* _TASK PROMPT_:
Locate every line in the records below that contains the string "Query", and copy each of those lines. Letter case must match.

------ GIVEN RECORDS

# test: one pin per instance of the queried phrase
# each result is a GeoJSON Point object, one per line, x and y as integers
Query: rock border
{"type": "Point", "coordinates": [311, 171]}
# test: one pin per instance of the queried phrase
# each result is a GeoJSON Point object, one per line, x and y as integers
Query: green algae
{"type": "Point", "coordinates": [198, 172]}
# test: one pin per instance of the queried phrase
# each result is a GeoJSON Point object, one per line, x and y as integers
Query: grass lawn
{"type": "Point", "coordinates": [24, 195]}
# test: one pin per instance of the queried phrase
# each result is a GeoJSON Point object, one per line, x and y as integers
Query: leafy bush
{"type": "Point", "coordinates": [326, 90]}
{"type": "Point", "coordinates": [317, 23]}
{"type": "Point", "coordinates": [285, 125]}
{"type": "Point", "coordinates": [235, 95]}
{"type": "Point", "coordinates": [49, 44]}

------------
------ GIVEN RECORDS

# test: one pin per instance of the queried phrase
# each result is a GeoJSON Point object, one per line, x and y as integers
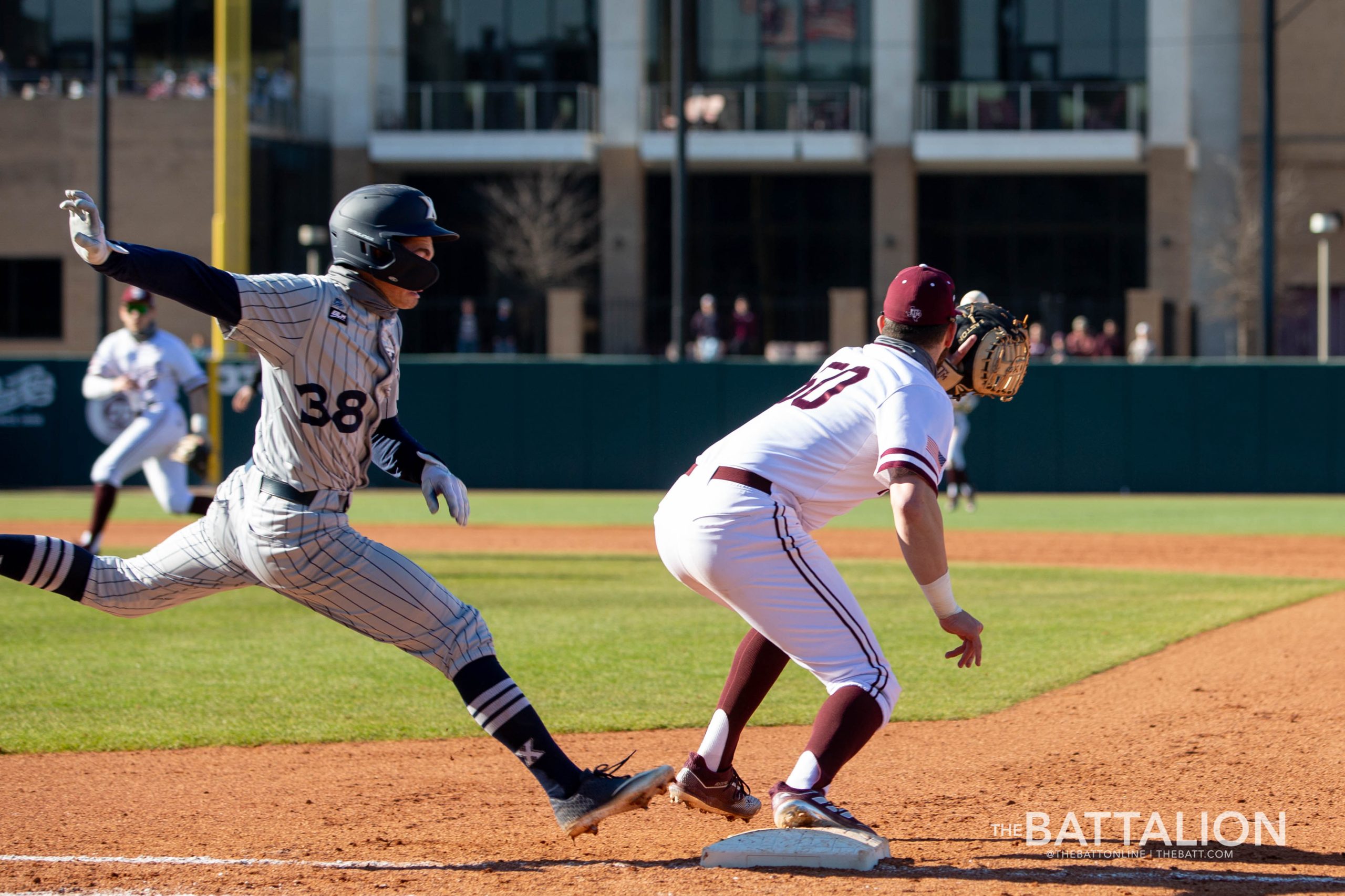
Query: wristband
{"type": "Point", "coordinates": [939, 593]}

------------

* _PROBLEM SOLUTION_:
Query: rock border
Query: green algae
Query: grass lawn
Query: leafy bush
Query: wristband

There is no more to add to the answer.